* [Tugas Wajib 1]:
Salin persis bagian teks tentang Ketetapan MPR dari "INDOMETRO Law Office" sampai "Perundang-undangan (UU PPP).".
* [Tugas Wajib 2]:
Mohon sebutkan partai yang diwakili Yusril Ihza Mahendra dan Afriansyah Noor sebagai pemohon menurut teks tentang Ketetapan MPR.

* [Kutipan Teks]:
________________________________________
INDOMETRO Law Office

Ketetapan MPR Pasca Putusan MK


Eksistensi Ketetapan Majelis Permusyawaratan Rakyat (MPR) masih menjadi polemik. Berbagai pakar, akademisi, dan praktisi berdebat terkait dengan kedudukan Ketetapan MPR dalam dinamika ketatanegaraan dan peraturan perundang-undangan. Terakhir Yusril Ihza Mahendra dan Afriansyah Noor mewakili Partai Bulan Bintang sebagai pemohon, mengajukan permohonan pengujian undang-undang (
judicial review) ke Mahkamah Konstitusi (MK). Pemohon meminta kepada MK untuk membatalkan ketentuan Penjelasan Pasal 7 ayat (1) huruf b Undang-Undang Nomor 12 Tahun 2011 tentang Pembentukan Peraturan Perundang-undangan sebagaimana terakhir diubah dengan Undang-Undang Nomor 13 Tahun 2022 tentang Perubahan Kedua atas Undang-Undang Nomor 12 Tahun 2011 tentang Pembentukan Peraturan Perundang-undangan (UU PPP).
________________________________________
* [Catatan yang Diberikan]:
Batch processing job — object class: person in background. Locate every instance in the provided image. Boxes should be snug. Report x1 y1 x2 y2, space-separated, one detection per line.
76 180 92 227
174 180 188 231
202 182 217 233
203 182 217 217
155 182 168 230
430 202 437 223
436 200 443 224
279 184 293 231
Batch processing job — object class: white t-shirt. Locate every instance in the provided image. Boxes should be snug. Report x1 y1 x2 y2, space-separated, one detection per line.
________________________________________
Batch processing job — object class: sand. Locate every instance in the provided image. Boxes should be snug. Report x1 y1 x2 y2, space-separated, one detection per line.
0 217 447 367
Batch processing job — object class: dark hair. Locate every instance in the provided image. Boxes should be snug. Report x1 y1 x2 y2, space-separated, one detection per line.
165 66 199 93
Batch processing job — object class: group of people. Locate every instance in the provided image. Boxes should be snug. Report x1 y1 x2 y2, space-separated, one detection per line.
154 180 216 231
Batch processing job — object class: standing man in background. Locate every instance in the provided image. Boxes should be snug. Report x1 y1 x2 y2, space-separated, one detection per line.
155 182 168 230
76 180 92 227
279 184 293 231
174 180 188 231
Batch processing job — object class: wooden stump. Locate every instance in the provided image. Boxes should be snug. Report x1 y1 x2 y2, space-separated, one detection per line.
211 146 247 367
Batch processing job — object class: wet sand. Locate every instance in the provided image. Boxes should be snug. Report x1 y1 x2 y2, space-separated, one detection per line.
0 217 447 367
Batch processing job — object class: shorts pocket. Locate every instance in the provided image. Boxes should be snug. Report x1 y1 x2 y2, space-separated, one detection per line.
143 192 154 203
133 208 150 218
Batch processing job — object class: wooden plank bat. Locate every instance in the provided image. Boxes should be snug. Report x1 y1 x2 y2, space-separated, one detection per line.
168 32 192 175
________________________________________
* [Jawaban Latihan 1]:
INDOMETRO Law Office

Ketetapan MPR Pasca Putusan MK


Eksistensi Ketetapan Majelis Permusyawaratan Rakyat (MPR) masih menjadi polemik. Berbagai pakar, akademisi, dan praktisi berdebat terkait dengan kedudukan Ketetapan MPR dalam dinamika ketatanegaraan dan peraturan perundang-undangan. Terakhir Yusril Ihza Mahendra dan Afriansyah Noor mewakili Partai Bulan Bintang sebagai pemohon, mengajukan permohonan pengujian undang-undang (
judicial review) ke Mahkamah Konstitusi (MK). Pemohon meminta kepada MK untuk membatalkan ketentuan Penjelasan Pasal 7 ayat (1) huruf b Undang-Undang Nomor 12 Tahun 2011 tentang Pembentukan Peraturan Perundang-undangan sebagaimana terakhir diubah dengan Undang-Undang Nomor 13 Tahun 2022 tentang Perubahan Kedua atas Undang-Undang Nomor 12 Tahun 2011 tentang Pembentukan Peraturan Perundang-undangan (UU PPP).

* [Jawaban Latihan 2]:
Partai Bulan Bintang.